## Brief
Every line from the one that holds "Class, indicate each instance of the cement" through the final line should be returned exactly. Omit the pictures.

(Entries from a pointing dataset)
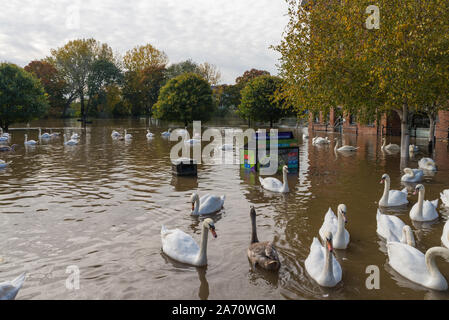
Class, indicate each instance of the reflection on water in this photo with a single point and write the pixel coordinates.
(100, 205)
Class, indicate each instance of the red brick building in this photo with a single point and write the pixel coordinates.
(388, 124)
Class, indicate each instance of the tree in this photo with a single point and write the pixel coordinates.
(258, 100)
(187, 98)
(22, 96)
(103, 75)
(329, 58)
(141, 89)
(250, 75)
(183, 67)
(53, 83)
(142, 57)
(74, 62)
(210, 73)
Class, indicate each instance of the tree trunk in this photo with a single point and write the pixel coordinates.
(431, 131)
(405, 135)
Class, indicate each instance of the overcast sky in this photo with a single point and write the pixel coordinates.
(235, 35)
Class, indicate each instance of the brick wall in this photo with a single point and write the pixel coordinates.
(442, 126)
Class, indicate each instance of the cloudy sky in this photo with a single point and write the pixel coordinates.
(235, 35)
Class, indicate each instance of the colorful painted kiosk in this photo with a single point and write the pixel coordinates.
(288, 152)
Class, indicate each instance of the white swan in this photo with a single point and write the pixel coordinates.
(417, 267)
(321, 264)
(166, 133)
(46, 135)
(207, 204)
(423, 210)
(4, 164)
(412, 148)
(427, 164)
(336, 226)
(320, 140)
(445, 235)
(115, 134)
(445, 197)
(273, 184)
(412, 175)
(192, 141)
(128, 136)
(9, 289)
(181, 247)
(343, 148)
(70, 142)
(390, 147)
(392, 198)
(29, 142)
(149, 134)
(394, 229)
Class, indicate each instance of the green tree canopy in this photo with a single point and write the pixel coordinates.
(22, 96)
(258, 100)
(53, 83)
(186, 98)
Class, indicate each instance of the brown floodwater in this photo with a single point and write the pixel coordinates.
(100, 206)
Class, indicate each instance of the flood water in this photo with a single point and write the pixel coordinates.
(100, 206)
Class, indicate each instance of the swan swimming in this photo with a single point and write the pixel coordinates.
(29, 142)
(394, 229)
(9, 289)
(418, 267)
(412, 175)
(423, 210)
(336, 225)
(263, 254)
(390, 147)
(392, 198)
(180, 246)
(321, 264)
(343, 148)
(70, 142)
(273, 184)
(207, 204)
(445, 235)
(445, 197)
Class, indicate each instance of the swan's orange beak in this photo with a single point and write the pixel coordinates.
(329, 246)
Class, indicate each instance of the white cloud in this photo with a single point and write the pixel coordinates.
(235, 35)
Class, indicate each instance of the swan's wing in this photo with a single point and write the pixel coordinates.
(397, 198)
(434, 203)
(179, 245)
(315, 261)
(9, 289)
(408, 261)
(389, 227)
(330, 224)
(445, 197)
(271, 183)
(210, 204)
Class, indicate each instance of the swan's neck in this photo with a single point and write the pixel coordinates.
(285, 182)
(337, 145)
(328, 270)
(420, 202)
(196, 206)
(254, 238)
(385, 196)
(431, 254)
(202, 255)
(340, 234)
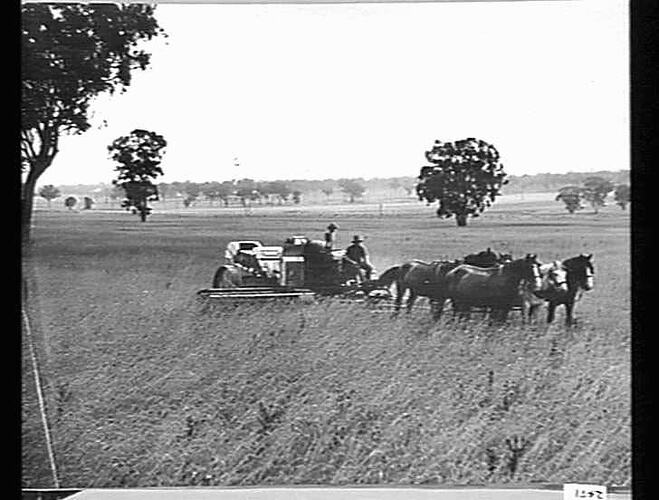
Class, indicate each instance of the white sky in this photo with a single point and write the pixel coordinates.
(363, 90)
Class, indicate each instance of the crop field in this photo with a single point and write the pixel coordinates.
(147, 386)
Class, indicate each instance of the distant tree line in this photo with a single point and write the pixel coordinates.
(594, 190)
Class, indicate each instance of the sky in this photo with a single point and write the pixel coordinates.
(271, 91)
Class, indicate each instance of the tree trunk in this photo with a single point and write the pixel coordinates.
(461, 219)
(27, 199)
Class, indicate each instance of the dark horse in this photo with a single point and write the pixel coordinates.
(494, 288)
(487, 258)
(421, 279)
(580, 274)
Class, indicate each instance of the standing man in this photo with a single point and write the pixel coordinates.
(330, 236)
(357, 254)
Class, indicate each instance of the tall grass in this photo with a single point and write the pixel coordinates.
(148, 386)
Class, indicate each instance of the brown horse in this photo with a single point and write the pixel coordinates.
(554, 280)
(419, 279)
(494, 288)
(580, 276)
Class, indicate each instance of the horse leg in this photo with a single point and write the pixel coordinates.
(410, 300)
(532, 312)
(400, 291)
(551, 311)
(460, 310)
(217, 277)
(569, 309)
(436, 308)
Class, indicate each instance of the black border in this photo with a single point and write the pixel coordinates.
(644, 27)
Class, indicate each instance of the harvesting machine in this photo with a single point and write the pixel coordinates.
(299, 268)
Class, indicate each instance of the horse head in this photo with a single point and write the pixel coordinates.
(580, 271)
(505, 258)
(557, 276)
(531, 271)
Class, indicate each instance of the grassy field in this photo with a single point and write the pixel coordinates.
(146, 386)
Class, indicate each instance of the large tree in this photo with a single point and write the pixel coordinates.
(464, 177)
(138, 156)
(70, 54)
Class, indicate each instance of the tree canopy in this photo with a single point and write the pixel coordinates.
(595, 191)
(352, 187)
(572, 197)
(70, 53)
(622, 195)
(49, 192)
(464, 177)
(138, 156)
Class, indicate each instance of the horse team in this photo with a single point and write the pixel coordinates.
(495, 283)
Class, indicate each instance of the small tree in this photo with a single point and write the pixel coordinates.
(139, 155)
(49, 193)
(70, 202)
(465, 178)
(595, 191)
(327, 192)
(622, 195)
(280, 189)
(246, 190)
(352, 188)
(192, 191)
(571, 196)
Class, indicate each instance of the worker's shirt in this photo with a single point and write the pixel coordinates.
(330, 238)
(357, 253)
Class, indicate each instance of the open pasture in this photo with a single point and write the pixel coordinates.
(145, 386)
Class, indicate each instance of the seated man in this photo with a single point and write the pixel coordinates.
(357, 255)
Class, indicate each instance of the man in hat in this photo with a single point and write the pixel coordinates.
(330, 236)
(357, 254)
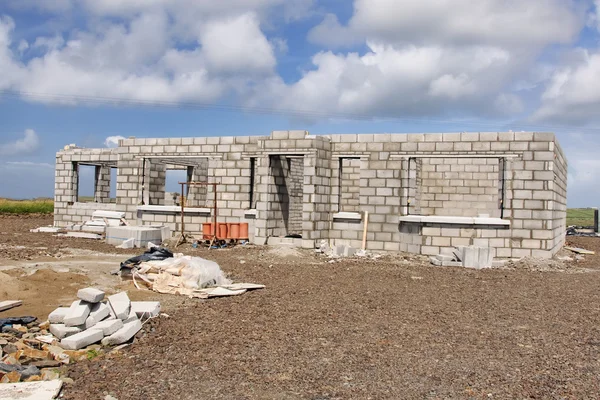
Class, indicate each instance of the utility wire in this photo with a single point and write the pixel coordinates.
(111, 101)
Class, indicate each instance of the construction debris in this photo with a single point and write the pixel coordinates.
(579, 250)
(165, 272)
(30, 351)
(468, 257)
(8, 304)
(127, 237)
(582, 231)
(31, 390)
(88, 322)
(93, 229)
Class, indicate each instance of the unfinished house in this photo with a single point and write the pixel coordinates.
(424, 193)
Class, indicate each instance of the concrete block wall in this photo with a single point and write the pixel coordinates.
(459, 186)
(102, 184)
(67, 208)
(532, 195)
(559, 204)
(350, 185)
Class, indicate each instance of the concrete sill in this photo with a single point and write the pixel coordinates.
(250, 214)
(437, 219)
(348, 216)
(173, 209)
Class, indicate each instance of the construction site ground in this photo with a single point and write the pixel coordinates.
(395, 327)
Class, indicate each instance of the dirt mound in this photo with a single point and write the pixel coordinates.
(539, 264)
(37, 288)
(285, 252)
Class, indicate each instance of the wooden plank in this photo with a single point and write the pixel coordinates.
(47, 390)
(579, 250)
(8, 304)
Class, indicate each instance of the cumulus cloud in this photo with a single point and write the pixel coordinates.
(113, 141)
(390, 81)
(512, 23)
(418, 57)
(432, 57)
(141, 57)
(27, 165)
(26, 145)
(583, 180)
(573, 93)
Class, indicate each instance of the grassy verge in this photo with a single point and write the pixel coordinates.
(36, 206)
(580, 216)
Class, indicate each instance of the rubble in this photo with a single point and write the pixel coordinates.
(78, 313)
(165, 272)
(32, 351)
(31, 390)
(91, 295)
(8, 304)
(104, 319)
(476, 257)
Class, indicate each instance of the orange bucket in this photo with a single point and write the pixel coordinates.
(222, 230)
(207, 230)
(234, 231)
(243, 234)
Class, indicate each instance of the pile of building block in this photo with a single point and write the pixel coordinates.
(96, 227)
(476, 257)
(92, 319)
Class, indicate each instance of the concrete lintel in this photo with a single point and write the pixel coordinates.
(173, 209)
(438, 219)
(169, 157)
(437, 155)
(355, 156)
(348, 216)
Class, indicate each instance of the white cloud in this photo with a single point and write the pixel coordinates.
(140, 58)
(27, 145)
(390, 81)
(429, 57)
(513, 23)
(423, 57)
(583, 180)
(237, 45)
(113, 141)
(573, 93)
(28, 165)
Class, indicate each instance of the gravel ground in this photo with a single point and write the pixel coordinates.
(392, 328)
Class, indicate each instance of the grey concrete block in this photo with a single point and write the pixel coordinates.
(57, 316)
(131, 317)
(120, 305)
(82, 339)
(91, 295)
(109, 326)
(99, 312)
(145, 309)
(62, 331)
(78, 313)
(124, 334)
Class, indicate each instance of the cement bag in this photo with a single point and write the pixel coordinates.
(201, 273)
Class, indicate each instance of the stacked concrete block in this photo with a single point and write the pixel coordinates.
(459, 186)
(68, 209)
(520, 177)
(349, 185)
(92, 320)
(141, 235)
(102, 184)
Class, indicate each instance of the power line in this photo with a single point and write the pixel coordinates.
(111, 101)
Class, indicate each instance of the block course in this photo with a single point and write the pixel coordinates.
(297, 183)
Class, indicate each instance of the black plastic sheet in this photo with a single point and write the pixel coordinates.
(153, 254)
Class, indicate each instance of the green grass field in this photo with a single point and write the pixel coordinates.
(35, 206)
(580, 217)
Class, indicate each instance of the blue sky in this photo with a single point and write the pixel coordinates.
(328, 66)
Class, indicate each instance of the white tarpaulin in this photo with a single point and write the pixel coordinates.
(189, 276)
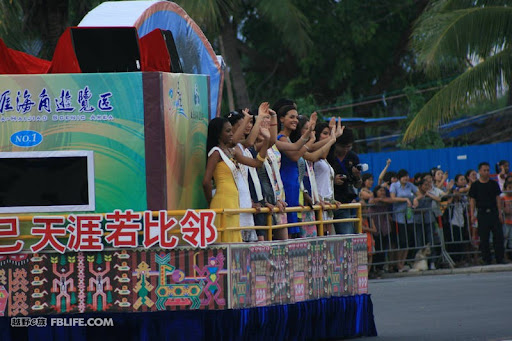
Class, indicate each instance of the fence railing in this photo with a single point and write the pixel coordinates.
(451, 237)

## Complete response
Class, indicate each instance of the cement bag in this photo with a single point and write the pixel coordinates.
(201, 273)
Class, indicate each instance of the stacked concrete block in this photo with a single point and write the pixel coordinates.
(459, 186)
(68, 209)
(520, 177)
(349, 185)
(92, 320)
(141, 235)
(102, 184)
Class, indicate each instance of the power line in this photo with a single point and write the pixel coordinates.
(111, 101)
Class, indicate each instance of the block course in this photo with a single point and write the pixel coordinates.
(297, 183)
Class, indicate each instance of the black plastic sheet in this photo with a single point and write the pixel coordinates.
(153, 254)
Class, indicate each instance of the green grass field in this photo with a single point and write the pixel coordinates.
(35, 206)
(580, 217)
Class, indicate each instance of the blue sky in this photo with a single point and write the pixel coordinates.
(328, 66)
Class, indicate each instance of the white tarpaulin in this photo with a single point and write the pixel coordinates.
(189, 276)
Class, indicate each instance of the fence railing in this photo with a single point and write the pixel coordinates.
(451, 237)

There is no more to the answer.